Enumera todas las partes del cuerpo que se mencionan en el texto sobre el tabaco y la niebla.
━━━━━ Texto de origen ━━━━━
Yo
pertenezco al hábito de fumar. También pertenezco a la generación tardía del
pucho. Nunca estuve en la cresta de la ola, posando a la vuelta del colegio con
los chicos malos y la tos rebelde. Y cuando lo hice, a los veintiún años, empecé
por los cigarrillos más ñoños, con ese fuerte sabor a mentol que disuelve todo
el estoicismo del tabaco. Amaba, sin embargo, los días de niebla. Soplando
vapores por la boca y viéndolos subir por el pelo, entendía mi adolescencia, su
fuerte capacidad para el hipnotismo, mientras desvanecían los nubarrones.
Hoy
que hubo niebla a la mañana, caminé las calles padeciendo el frío, y mientras
la mano se me congelaba y el rocío castigaba mis huesos, me pareció inútil
seguir fumando, sin distinguir una exhalación de otra. Una absurdidad del
momento me imaginó fumando caños de escape, finiquitando en pitadas la chimenea
de una fábrica. Por algún motivo, me dije, parece un sueño el tiempo, cuando el
humo es gris y, también, blanco.
━━━━━ Datos registrados ━━━━━
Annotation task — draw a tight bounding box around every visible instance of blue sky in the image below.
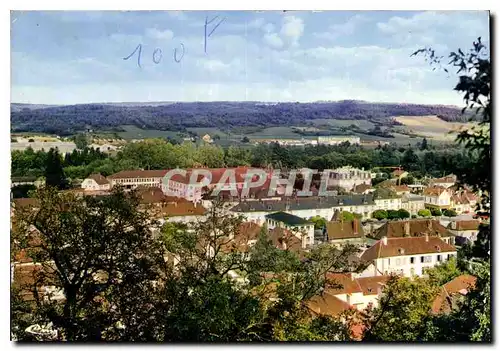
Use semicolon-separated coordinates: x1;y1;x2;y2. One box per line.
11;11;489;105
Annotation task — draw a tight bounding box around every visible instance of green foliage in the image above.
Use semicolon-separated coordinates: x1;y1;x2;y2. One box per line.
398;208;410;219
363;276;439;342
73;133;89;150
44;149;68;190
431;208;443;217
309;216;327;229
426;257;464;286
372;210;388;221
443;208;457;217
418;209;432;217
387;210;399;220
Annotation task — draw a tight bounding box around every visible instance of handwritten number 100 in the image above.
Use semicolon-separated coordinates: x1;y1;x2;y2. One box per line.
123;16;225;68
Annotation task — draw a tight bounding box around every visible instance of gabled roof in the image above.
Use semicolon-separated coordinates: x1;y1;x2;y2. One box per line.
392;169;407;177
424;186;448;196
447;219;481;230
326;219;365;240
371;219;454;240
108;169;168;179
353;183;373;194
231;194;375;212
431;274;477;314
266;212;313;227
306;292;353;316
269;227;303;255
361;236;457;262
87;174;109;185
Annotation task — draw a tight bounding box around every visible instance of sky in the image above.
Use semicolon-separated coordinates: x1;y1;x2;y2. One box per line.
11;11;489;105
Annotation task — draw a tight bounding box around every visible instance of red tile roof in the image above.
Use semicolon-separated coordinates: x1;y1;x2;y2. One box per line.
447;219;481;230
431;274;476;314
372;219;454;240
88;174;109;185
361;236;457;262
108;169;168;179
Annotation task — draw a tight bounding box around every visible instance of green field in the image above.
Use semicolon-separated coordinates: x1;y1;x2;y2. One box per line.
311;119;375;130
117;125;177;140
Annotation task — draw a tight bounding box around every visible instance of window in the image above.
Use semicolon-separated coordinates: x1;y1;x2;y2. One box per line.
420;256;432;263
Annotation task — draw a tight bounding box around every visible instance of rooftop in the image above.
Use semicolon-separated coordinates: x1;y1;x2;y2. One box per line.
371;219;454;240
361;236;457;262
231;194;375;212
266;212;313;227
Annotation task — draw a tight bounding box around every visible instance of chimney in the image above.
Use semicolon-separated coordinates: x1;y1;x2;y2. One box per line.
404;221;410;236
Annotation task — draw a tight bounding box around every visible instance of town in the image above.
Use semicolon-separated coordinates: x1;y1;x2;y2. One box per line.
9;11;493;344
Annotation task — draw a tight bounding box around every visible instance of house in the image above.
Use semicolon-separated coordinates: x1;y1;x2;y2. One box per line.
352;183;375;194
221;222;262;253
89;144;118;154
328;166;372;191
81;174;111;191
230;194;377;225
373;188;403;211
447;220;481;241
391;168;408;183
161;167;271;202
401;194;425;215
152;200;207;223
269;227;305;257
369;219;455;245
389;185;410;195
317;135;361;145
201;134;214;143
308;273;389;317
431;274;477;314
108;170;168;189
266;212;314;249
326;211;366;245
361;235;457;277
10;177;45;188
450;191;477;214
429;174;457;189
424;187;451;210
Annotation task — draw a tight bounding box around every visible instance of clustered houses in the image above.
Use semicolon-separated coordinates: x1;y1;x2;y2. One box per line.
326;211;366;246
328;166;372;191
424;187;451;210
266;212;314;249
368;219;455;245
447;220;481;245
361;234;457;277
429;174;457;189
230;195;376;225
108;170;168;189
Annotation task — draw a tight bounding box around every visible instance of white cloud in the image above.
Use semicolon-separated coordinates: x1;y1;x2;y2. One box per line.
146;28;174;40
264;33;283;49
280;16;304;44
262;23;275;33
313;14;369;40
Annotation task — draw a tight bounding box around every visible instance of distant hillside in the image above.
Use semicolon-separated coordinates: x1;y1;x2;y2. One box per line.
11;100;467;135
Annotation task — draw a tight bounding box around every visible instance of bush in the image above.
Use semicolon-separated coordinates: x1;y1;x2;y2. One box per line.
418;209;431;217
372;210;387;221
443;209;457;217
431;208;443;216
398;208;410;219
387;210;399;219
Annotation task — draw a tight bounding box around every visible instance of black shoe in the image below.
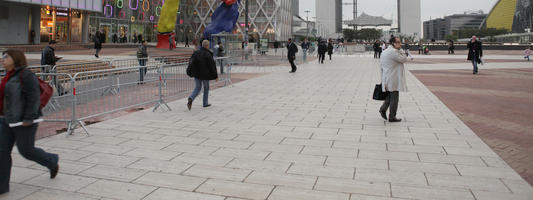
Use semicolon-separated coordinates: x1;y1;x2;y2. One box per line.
━━━━━
━━━━━ Datos registrados ━━━━━
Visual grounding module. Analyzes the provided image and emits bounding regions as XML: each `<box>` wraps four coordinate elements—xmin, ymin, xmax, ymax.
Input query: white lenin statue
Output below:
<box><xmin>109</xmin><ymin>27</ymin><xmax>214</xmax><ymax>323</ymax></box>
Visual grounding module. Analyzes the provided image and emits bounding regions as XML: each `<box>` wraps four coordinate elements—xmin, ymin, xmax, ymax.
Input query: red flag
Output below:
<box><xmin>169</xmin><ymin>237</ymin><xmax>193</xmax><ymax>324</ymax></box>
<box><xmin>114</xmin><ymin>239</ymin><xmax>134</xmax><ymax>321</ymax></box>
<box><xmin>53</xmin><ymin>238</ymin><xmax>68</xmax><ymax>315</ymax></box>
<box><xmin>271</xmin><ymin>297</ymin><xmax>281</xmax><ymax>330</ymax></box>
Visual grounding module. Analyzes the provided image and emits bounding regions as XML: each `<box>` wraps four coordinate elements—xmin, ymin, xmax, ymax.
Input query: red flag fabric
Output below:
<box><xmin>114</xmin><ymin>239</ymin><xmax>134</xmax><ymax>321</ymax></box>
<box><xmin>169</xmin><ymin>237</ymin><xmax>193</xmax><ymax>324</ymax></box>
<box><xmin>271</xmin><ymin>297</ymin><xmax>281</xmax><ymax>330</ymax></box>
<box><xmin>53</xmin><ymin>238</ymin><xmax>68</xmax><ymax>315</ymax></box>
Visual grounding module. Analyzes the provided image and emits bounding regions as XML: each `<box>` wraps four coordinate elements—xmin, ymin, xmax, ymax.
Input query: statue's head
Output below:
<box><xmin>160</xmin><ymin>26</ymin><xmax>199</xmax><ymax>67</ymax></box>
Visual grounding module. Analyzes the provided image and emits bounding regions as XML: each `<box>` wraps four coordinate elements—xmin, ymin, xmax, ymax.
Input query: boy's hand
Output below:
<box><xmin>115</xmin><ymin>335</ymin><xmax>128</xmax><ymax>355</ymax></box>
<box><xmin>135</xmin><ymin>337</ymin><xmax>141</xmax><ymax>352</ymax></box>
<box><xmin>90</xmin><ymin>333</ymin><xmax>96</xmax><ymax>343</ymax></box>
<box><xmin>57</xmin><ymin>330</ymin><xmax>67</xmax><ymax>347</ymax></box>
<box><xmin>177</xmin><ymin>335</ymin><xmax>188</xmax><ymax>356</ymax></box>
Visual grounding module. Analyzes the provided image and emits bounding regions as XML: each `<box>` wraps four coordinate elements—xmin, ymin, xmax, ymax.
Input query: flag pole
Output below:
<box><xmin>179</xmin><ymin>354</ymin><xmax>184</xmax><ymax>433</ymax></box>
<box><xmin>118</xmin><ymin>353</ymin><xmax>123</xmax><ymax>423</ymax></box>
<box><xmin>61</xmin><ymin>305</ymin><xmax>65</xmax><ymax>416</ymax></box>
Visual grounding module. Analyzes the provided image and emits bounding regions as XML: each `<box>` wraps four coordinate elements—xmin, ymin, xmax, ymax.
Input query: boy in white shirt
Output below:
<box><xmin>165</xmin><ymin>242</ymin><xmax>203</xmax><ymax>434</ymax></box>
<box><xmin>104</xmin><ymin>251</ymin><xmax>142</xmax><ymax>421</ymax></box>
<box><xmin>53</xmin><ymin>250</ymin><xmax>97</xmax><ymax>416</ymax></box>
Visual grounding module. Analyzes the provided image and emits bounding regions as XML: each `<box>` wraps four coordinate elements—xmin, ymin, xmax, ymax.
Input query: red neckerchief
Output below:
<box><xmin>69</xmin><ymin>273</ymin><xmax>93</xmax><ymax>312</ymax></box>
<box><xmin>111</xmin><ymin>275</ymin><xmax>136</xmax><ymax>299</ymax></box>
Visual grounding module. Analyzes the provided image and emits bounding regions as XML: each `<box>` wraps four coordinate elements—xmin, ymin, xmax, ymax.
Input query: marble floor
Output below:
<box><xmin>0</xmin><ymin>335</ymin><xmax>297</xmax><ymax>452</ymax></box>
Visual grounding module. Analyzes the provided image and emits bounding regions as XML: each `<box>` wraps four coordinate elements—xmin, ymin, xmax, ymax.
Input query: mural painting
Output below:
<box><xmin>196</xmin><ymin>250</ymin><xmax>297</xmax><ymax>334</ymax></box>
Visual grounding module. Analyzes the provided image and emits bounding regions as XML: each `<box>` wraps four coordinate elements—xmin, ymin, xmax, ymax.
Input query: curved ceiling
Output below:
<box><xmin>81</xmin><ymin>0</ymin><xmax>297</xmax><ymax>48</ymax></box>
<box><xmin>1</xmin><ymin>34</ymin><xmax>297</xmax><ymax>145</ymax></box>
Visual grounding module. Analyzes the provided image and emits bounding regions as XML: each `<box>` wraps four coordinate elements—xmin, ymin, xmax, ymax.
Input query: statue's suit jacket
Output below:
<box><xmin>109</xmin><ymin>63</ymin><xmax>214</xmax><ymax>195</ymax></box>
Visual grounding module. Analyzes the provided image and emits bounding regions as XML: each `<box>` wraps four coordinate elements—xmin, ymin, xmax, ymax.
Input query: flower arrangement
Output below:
━━━━━
Tarea resuelta >>
boca, pelo, mano, huesos